[Start Text segment]

# Whats up from a Nacogdoches Newbie



## canny (Jan 27, 2009)

Hey folks just thought i'd throw out a hello i'm new to the site but not to bowhunting.


----------



## TeamPBR (May 27, 2008)

Welcome to AT. Lot's of good folks and great info here.


----------



## Tim Roberts (Jul 13, 2002)

:wav: :yo: *G'day.*







to *Archery Talk* canny. Have fun here.


----------



## swampfrogg (Jun 29, 2007)




----------



## ansarha (Nov 30, 2008)

:wav::welcome: Welcome to AT :welcome::wav:


----------



## jrmysell (Mar 13, 2008)

Welcome to AT


----------



## Double S (Mar 30, 2008)

Welcome to AT.


----------



## schultzjm (Jun 6, 2007)

welcome im new to archery talk also but heard lots of good things


----------



## Dthbyhoyt (Dec 4, 2004)

[End Text segment]

**Exercise task 1**.
Repeat the part of the welcome thread starting with "## canny (Jan" and going on through "great info here.".
**Exercise task 2**.
According to the welcome thread, what is canny not new to?
**Exercise task 3**.
Continue the Archery Talk welcome thread for the Nacogdoches newcomer from where it stops.
The items have no connection to the welcome thread.

[Start Provided data]

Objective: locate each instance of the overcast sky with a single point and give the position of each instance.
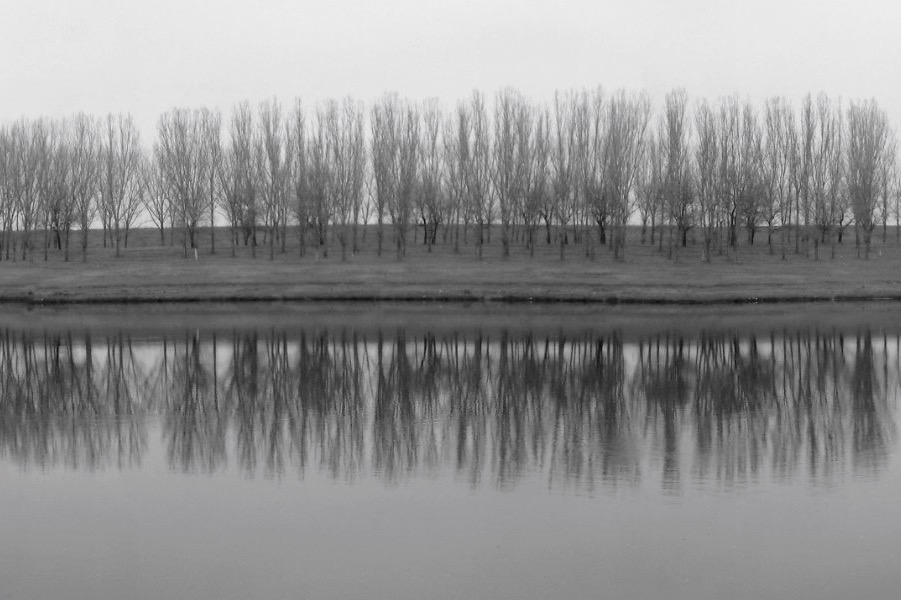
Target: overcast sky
(58, 57)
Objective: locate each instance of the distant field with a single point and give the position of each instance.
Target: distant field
(148, 271)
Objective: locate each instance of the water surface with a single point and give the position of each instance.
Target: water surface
(330, 458)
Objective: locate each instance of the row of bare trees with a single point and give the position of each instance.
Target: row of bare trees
(586, 410)
(807, 175)
(580, 168)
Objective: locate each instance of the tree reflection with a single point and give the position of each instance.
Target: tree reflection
(578, 412)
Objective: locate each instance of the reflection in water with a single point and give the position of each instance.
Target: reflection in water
(579, 411)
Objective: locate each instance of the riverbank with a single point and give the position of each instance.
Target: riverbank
(162, 274)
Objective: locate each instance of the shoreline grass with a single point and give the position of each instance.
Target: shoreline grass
(150, 272)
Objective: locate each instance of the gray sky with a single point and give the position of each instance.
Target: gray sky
(145, 56)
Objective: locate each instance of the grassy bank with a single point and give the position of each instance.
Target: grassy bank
(150, 272)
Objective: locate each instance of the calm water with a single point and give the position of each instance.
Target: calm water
(335, 461)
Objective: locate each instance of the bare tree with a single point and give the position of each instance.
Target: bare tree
(627, 121)
(776, 168)
(562, 160)
(431, 172)
(300, 174)
(238, 179)
(320, 178)
(84, 167)
(272, 163)
(185, 165)
(478, 169)
(707, 156)
(506, 168)
(157, 197)
(212, 149)
(383, 123)
(456, 166)
(346, 154)
(868, 138)
(405, 175)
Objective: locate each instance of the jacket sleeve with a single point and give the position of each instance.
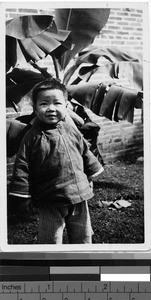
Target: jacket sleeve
(92, 167)
(20, 184)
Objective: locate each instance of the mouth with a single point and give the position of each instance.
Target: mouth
(51, 116)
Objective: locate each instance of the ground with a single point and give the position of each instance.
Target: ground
(110, 225)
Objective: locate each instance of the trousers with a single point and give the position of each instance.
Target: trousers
(75, 218)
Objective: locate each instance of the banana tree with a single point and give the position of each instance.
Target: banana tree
(34, 37)
(95, 73)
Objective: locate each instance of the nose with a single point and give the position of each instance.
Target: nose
(51, 107)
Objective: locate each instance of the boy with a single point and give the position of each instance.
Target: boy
(54, 166)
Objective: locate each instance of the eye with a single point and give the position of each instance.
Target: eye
(58, 103)
(43, 104)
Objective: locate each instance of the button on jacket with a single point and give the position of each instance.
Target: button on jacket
(53, 165)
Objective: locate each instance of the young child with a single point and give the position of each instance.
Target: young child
(55, 167)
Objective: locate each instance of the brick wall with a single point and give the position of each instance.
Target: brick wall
(123, 29)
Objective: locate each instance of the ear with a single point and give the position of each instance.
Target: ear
(34, 109)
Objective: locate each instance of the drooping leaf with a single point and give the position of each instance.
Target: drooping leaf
(84, 24)
(19, 82)
(29, 26)
(109, 61)
(35, 37)
(113, 54)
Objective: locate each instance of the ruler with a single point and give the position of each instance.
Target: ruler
(47, 282)
(68, 290)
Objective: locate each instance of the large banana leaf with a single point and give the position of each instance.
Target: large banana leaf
(33, 37)
(110, 61)
(84, 24)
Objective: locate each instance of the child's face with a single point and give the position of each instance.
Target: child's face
(50, 107)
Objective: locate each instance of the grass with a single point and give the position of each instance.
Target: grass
(119, 180)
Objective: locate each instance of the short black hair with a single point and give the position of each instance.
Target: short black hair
(48, 84)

[End Provided data]

**Task answer 1**.
## canny (Jan 27, 2009)

Hey folks just thought i'd throw out a hello i'm new to the site but not to bowhunting.


----------



## TeamPBR (May 27, 2008)

Welcome to AT. Lot's of good folks and great info here.

**Task answer 2**.
Bowhunting.

**Task answer 3**.
:welcome: 2 ArcheryTalk


----------



## TN ARCHER (Jan 31, 2007)

WELCOME!!!!! Say, do you know Willie P. Richardson?


----------



## BigPoppa96 (Jun 2, 2007)

Welcome to the Kingdom.


----------



## tamuarcher07 (Jan 27, 2009)

Hi all I'm new to AT too..I've been looking around the site for a long time, but just now decided to join! canny, your from Nac? I'm orginial from Lufkin..just down the road! glad to see a fellow east texan on!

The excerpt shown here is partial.